▸ **GIVEN PASSAGE**
--- START ---

However, in the past year I’ve come to support the concept that this day not only needs to be about awareness but also about acceptance. Our world still needs to be aware of individuals with autism, as recent studies indicate that 1 in 41 individuals are diagnosed, but more importantly these individuals need to be accepted. Accepted for their differences and challenges, for their own uniqueness, and accepted for who they are not just their autism.

Individuals with autism need support, patience, love, respect, and understanding. Autism isn’t something to be cured or fixed but rather acknowledged and not judged. This may mean that most people will have to go outside their comfort zone to engage with a person that has autism, but this minor discomfort for you is nothing compared to the discomfort an individual feels when they have to go outside their comfort to be apart of ‘normal’ society. (Normal is all relative though, there is no such thing as normal in my book. Normal is what you make it.)

--- END ---

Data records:

--- START ---

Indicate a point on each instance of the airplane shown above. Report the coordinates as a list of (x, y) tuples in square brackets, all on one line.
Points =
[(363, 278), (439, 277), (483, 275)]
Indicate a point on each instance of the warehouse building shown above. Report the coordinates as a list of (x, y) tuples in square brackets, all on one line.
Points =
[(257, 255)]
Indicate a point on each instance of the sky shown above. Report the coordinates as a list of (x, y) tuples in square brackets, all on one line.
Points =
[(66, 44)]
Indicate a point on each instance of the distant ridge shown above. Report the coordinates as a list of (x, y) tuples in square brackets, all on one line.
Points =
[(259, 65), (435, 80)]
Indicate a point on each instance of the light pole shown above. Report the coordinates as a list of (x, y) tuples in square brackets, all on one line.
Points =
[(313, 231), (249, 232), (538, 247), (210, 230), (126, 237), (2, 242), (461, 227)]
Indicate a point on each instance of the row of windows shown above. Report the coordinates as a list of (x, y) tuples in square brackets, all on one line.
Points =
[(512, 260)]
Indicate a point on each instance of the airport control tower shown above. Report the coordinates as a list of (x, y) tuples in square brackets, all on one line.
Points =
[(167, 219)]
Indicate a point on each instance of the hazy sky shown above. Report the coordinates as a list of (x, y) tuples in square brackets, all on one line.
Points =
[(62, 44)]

--- END ---
--- START ---

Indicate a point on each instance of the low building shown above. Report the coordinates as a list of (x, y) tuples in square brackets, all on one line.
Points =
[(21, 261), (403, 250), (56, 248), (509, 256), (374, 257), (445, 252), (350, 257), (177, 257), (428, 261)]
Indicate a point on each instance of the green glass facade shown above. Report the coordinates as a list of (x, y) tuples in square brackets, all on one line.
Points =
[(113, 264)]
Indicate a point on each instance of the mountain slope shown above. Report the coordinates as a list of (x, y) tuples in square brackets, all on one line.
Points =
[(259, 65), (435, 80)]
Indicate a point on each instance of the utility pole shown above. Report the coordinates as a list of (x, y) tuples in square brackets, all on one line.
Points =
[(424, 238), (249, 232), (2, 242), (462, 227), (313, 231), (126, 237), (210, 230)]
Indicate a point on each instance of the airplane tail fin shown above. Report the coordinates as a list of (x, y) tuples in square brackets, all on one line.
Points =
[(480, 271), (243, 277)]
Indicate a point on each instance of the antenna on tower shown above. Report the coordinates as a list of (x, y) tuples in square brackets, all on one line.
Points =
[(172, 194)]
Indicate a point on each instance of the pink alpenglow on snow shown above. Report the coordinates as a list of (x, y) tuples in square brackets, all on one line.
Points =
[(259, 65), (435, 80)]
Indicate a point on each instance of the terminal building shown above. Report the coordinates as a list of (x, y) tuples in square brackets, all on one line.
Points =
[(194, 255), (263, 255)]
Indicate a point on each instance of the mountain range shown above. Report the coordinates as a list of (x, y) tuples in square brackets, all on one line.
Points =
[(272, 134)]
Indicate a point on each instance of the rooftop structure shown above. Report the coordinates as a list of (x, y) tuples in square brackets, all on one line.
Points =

--- END ---

▸ **THE TASK**
Continue the passage on autism awareness and acceptance from its final sentence.

▸ **TASK OUTPUT**
For our J, I want him to be accepted by being recognized by others when he is in their presence. I want others to make sure they say hi and goodbye, knowing that he isn’t going to seek them out to do so. I want others to acknowledge him and ask how he is doing, knowing that his Dad and I will try to help him answer back but will most likely be the one answering for him. I would like others to engage with him whether he is watching a movie, looking at a book or bouncing on his exercise ball but knowing that he probably won’t answer back too much and I want them to keep trying. I want others to know that when they engage with J, it means the world to him and it means the world to me. It will take time, probably a long time for him to reciprocate back to you but when he does it will mean the world to you too.

I want all individuals with autism to be accepted not just because of my J but because they deserve to be. These individuals shouldn’t be defined by their autism, it just is who they are, it’s just a piece of them. They are just as friendly, brilliant and extraordinary as you or me.

Personal Growth

A few weeks ago we were hanging out with good friends and their kiddos, enjoying pizza and a few drinks while J enjoyed a movie on his iPad and their two, 6 and 3, ran around the house playing. I think to times before when I have been in the same situation and instead of enjoying the moment I dwelled on J being different from the other children that were around. And for the first time, this evening, I wasn’t worried or concerned about it at all. I was enjoying life, our family and friends for what is rather than what isn’t. Oh, how I’ve grown.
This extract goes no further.